TEXT PASSAGE:
-- begin --
Build Script

Introduction

A sample and fairly straightforwards script to build a database from a single file containing XML documents. We go through it section by section and explain how things work. Stylistically, the python code itself could be slightly improved, but is easy to understand. It can be used as a template for other scripts, or as a base point for more complicated versions.

Python Environment (01-11)

01 #!/home/cheshire/install/python
02
03 import sys
04 
05 osp = sys.path
06 sys.path = ["/home/cheshire/cheshire3/code"]
07 sys.path.extend(osp)
08
09 from baseObjects import Session
10 from server import SimpleServer
11 from documentGroup import BigFileDocumentGroup

The first thing to do in any script is to setup python such that you can use the various Cheshire3 objects. This allows us to find the Cheshire3 code first, before any other similarly named modules that might be installed. Lines 10 and 11 import the two Cheshire3 classes that we use directly.

Cheshire3 Environment (13-22)
-- end --
TASK LIST:
**1.** Do these statements agree with the build script page? For each, answer yes or no and quote the page's deciding words exactly.
(a) The script builds a database from a single file that holds XML documents.
(b) The page calls the python code hard to understand.
(c) The script can serve as a template for other scripts.
**2.** Return the stretch of the build script page from "The first thing" through "we use directly.", copied word for word.
The entries come from a separate source.

DATA LISTING:
-- begin --
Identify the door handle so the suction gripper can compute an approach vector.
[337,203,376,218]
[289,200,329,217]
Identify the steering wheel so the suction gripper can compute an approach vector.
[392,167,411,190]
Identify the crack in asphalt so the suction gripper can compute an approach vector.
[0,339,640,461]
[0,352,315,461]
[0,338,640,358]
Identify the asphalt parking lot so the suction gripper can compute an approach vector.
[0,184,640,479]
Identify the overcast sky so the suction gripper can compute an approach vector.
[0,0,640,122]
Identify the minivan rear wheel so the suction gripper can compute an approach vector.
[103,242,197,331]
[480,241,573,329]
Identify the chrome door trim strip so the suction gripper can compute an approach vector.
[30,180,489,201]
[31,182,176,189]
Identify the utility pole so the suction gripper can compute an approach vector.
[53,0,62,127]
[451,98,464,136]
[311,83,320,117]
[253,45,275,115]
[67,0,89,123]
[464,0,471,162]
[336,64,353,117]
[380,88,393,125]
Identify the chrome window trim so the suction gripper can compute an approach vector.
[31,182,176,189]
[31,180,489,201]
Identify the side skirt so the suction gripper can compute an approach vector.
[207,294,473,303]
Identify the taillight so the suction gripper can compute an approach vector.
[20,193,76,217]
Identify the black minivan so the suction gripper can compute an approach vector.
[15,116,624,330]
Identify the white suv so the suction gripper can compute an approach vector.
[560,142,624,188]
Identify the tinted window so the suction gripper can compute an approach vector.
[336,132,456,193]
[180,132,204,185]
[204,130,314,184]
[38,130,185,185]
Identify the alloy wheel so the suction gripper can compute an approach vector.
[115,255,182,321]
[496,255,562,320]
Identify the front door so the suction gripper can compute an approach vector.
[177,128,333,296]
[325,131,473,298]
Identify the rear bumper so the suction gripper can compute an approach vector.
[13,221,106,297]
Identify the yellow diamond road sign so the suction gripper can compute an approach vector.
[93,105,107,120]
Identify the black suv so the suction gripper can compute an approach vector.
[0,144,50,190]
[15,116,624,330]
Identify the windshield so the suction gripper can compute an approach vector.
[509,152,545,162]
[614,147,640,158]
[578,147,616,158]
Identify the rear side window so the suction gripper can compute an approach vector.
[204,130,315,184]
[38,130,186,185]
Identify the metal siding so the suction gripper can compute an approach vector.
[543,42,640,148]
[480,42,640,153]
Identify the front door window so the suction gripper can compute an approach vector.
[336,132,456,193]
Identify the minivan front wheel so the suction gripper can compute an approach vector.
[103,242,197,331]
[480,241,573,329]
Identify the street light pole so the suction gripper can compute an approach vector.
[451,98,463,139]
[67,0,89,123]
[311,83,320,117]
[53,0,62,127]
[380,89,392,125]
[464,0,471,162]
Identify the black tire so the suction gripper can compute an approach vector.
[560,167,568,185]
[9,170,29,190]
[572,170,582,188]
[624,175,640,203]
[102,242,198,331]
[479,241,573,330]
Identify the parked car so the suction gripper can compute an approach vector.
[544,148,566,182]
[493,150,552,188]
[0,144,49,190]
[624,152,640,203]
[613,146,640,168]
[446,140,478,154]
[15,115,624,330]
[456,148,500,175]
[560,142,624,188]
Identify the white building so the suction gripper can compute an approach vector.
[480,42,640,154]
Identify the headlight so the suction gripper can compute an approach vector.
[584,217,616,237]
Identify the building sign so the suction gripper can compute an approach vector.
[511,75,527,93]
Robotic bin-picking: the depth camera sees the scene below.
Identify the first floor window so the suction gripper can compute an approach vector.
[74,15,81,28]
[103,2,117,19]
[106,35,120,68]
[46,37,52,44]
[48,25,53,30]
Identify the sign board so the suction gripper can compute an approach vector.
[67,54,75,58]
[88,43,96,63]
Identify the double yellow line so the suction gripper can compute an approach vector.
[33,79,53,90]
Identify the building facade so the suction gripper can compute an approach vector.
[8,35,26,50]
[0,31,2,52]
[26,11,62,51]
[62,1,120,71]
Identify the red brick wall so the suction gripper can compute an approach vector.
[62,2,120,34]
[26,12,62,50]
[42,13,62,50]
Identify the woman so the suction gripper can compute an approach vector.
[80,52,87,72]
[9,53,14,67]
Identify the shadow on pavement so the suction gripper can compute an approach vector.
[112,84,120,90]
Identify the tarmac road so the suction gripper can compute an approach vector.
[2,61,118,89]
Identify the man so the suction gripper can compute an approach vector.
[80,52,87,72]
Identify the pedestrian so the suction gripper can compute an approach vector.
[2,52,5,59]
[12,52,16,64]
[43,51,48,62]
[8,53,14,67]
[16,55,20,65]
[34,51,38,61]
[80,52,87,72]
-- end --
TASK RESULTS:
**1.**
(a) Yes: "a database from a single file containing XML documents"
(b) No: "is easy to understand"
(c) Yes: "It can be used as a template for other scripts"

**2.**
The first thing to do in any script is to setup python such that you can use the various Cheshire3 objects. This allows us to find the Cheshire3 code first, before any other similarly named modules that might be installed. Lines 10 and 11 import the two Cheshire3 classes that we use directly.